---------- TASK MATERIAL ----------
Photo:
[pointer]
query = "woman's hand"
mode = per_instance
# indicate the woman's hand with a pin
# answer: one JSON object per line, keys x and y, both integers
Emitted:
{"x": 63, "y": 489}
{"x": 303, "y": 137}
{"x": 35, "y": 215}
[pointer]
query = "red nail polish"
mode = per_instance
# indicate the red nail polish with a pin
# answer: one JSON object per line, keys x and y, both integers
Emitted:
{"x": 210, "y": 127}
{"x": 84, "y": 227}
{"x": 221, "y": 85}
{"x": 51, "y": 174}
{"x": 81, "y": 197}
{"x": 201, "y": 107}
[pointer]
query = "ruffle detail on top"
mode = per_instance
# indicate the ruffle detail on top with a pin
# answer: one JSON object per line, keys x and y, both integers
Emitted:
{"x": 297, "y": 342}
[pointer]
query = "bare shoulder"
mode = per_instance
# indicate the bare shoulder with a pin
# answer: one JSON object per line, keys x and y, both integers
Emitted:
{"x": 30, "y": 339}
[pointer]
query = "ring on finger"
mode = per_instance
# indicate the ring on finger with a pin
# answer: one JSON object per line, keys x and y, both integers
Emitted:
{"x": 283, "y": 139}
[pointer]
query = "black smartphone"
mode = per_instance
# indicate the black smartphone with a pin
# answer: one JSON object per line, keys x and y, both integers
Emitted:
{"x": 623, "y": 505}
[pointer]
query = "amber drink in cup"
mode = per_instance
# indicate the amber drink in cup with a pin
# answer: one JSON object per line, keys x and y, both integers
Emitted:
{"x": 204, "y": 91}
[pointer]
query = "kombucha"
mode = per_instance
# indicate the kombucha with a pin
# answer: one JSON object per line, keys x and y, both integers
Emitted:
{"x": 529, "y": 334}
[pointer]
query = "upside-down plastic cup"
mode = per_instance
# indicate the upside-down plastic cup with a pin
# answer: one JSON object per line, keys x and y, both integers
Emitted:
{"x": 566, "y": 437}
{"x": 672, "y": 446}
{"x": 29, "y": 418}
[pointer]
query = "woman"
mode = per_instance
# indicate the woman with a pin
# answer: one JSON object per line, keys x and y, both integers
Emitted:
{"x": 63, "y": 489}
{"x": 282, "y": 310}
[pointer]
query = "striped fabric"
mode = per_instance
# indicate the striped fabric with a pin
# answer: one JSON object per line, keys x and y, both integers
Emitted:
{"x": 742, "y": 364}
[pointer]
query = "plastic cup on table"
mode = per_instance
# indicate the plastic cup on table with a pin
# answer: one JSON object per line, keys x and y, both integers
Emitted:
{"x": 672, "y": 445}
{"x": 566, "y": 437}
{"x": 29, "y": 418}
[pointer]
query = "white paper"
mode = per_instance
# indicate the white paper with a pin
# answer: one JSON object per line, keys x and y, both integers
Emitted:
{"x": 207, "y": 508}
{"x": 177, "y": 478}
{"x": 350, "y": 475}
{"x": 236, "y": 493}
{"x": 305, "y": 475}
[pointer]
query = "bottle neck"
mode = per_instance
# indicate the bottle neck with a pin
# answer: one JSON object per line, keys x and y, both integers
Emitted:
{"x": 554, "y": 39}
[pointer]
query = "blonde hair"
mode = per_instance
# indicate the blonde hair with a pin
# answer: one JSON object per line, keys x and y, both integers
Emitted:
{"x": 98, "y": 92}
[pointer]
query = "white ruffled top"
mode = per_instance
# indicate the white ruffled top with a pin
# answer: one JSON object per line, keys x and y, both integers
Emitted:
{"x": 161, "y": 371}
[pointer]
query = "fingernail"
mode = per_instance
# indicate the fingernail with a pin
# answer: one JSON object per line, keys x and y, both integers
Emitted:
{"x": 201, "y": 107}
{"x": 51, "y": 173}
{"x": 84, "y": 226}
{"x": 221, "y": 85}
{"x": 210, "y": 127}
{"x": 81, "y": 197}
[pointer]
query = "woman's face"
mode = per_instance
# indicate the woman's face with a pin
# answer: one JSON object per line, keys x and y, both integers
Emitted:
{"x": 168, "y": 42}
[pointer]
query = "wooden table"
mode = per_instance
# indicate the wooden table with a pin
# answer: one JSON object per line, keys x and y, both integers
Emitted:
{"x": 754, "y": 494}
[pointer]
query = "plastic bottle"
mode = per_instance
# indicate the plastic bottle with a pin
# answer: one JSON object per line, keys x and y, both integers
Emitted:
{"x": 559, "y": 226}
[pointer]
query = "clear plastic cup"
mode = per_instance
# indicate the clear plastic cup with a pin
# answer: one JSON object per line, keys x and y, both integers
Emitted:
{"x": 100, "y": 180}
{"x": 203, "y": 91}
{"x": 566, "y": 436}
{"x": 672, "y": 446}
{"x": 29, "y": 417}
----------
:: YOUR OBJECTIVE ::
In full and verbatim, repeat the records given above.

:: WRITTEN ANSWER ::
Photo:
[pointer]
query = "woman's hand"
mode = per_instance
# indicate the woman's hand with a pin
# answer: one JSON object per line, keys x and y, both integers
Emitted:
{"x": 63, "y": 489}
{"x": 303, "y": 137}
{"x": 35, "y": 215}
[pointer]
query = "red nail polish"
mode = per_instance
# indicate the red nail polish with a pin
# answer: one JSON object per line, keys x and y, both integers
Emitted:
{"x": 210, "y": 127}
{"x": 84, "y": 227}
{"x": 221, "y": 85}
{"x": 51, "y": 174}
{"x": 81, "y": 197}
{"x": 201, "y": 107}
[pointer]
query = "ruffle detail on top"
mode = per_instance
# indicate the ruffle detail on top with a pin
# answer: one JSON object per line, keys x and y, both integers
Emitted:
{"x": 297, "y": 342}
[pointer]
query = "bare shoulder"
mode = per_instance
# indicate the bare shoulder with a pin
# answer: one JSON object per line, keys x and y, both integers
Emitted:
{"x": 30, "y": 339}
[pointer]
query = "ring on finger"
mode = per_instance
# indicate the ring on finger with a pin
# answer: one JSON object per line, keys x and y, both integers
Emitted:
{"x": 283, "y": 139}
[pointer]
query = "black smartphone"
mode = per_instance
# indicate the black smartphone with a pin
# answer: one JSON object per line, keys x and y, both integers
Emitted:
{"x": 623, "y": 505}
[pointer]
query = "amber drink in cup"
mode = per_instance
# indicate the amber drink in cup with a pin
# answer: one JSON object per line, keys x and y, both integers
Emitted:
{"x": 204, "y": 91}
[pointer]
query = "kombucha"
mode = per_instance
# indicate the kombucha with a pin
# answer: one JSON object per line, keys x and y, both integers
Emitted:
{"x": 529, "y": 334}
[pointer]
query = "upside-down plastic cup"
mode = per_instance
# indicate the upside-down plastic cup with a pin
# answer: one JSON object per line, keys x and y, both integers
Emitted:
{"x": 566, "y": 437}
{"x": 672, "y": 446}
{"x": 29, "y": 418}
[pointer]
query = "woman"
mode = per_instance
# indicate the woman with a pin
# answer: one JSON object per line, keys x and y, both integers
Emitted:
{"x": 63, "y": 489}
{"x": 282, "y": 310}
[pointer]
query = "striped fabric"
mode = per_instance
# indicate the striped fabric with a pin
# answer: one JSON object per line, keys x and y, both integers
Emitted:
{"x": 742, "y": 364}
[pointer]
query = "plastic cup on table"
mode = per_instance
# indicate the plastic cup on table with a pin
# answer: one JSON object per line, keys x and y, both integers
Emitted:
{"x": 672, "y": 445}
{"x": 566, "y": 437}
{"x": 29, "y": 418}
[pointer]
query = "white paper"
mode = per_instance
# indicate the white paper with a pin
# answer: one JSON object per line, keys x and y, both integers
Emitted:
{"x": 207, "y": 508}
{"x": 177, "y": 478}
{"x": 350, "y": 475}
{"x": 236, "y": 493}
{"x": 305, "y": 475}
[pointer]
query = "bottle neck"
mode = per_instance
# indicate the bottle neck with a pin
# answer: one JSON object per line, keys x and y, both integers
Emitted:
{"x": 554, "y": 39}
[pointer]
query = "blonde hair"
mode = per_instance
# indicate the blonde hair with a pin
# answer: one JSON object per line, keys x and y, both integers
Emitted:
{"x": 98, "y": 92}
[pointer]
query = "white ruffled top"
mode = per_instance
# indicate the white ruffled top with a pin
# answer: one JSON object per line, keys x and y, both integers
Emitted:
{"x": 161, "y": 371}
[pointer]
query = "fingernail"
mode = per_instance
# indicate the fingernail with a pin
# answer: one JSON object per line, keys x and y, both integers
Emitted:
{"x": 201, "y": 107}
{"x": 51, "y": 173}
{"x": 84, "y": 226}
{"x": 221, "y": 85}
{"x": 210, "y": 127}
{"x": 81, "y": 197}
[pointer]
query = "woman's face"
mode = per_instance
# indicate the woman's face with a pin
# answer: one JSON object per line, keys x and y, both integers
Emitted:
{"x": 168, "y": 42}
[pointer]
query = "wooden table"
mode = per_instance
# indicate the wooden table with a pin
# answer: one JSON object per line, keys x and y, both integers
Emitted:
{"x": 754, "y": 494}
[pointer]
query = "plastic bottle"
mode = per_instance
# indicate the plastic bottle with a pin
# answer: one JSON object per line, keys x and y, both integers
Emitted:
{"x": 559, "y": 226}
[pointer]
query = "clear plastic cup"
mode = per_instance
# indicate the clear plastic cup with a pin
# answer: one JSON object per line, keys x and y, both integers
Emitted:
{"x": 100, "y": 180}
{"x": 203, "y": 91}
{"x": 566, "y": 436}
{"x": 672, "y": 446}
{"x": 29, "y": 417}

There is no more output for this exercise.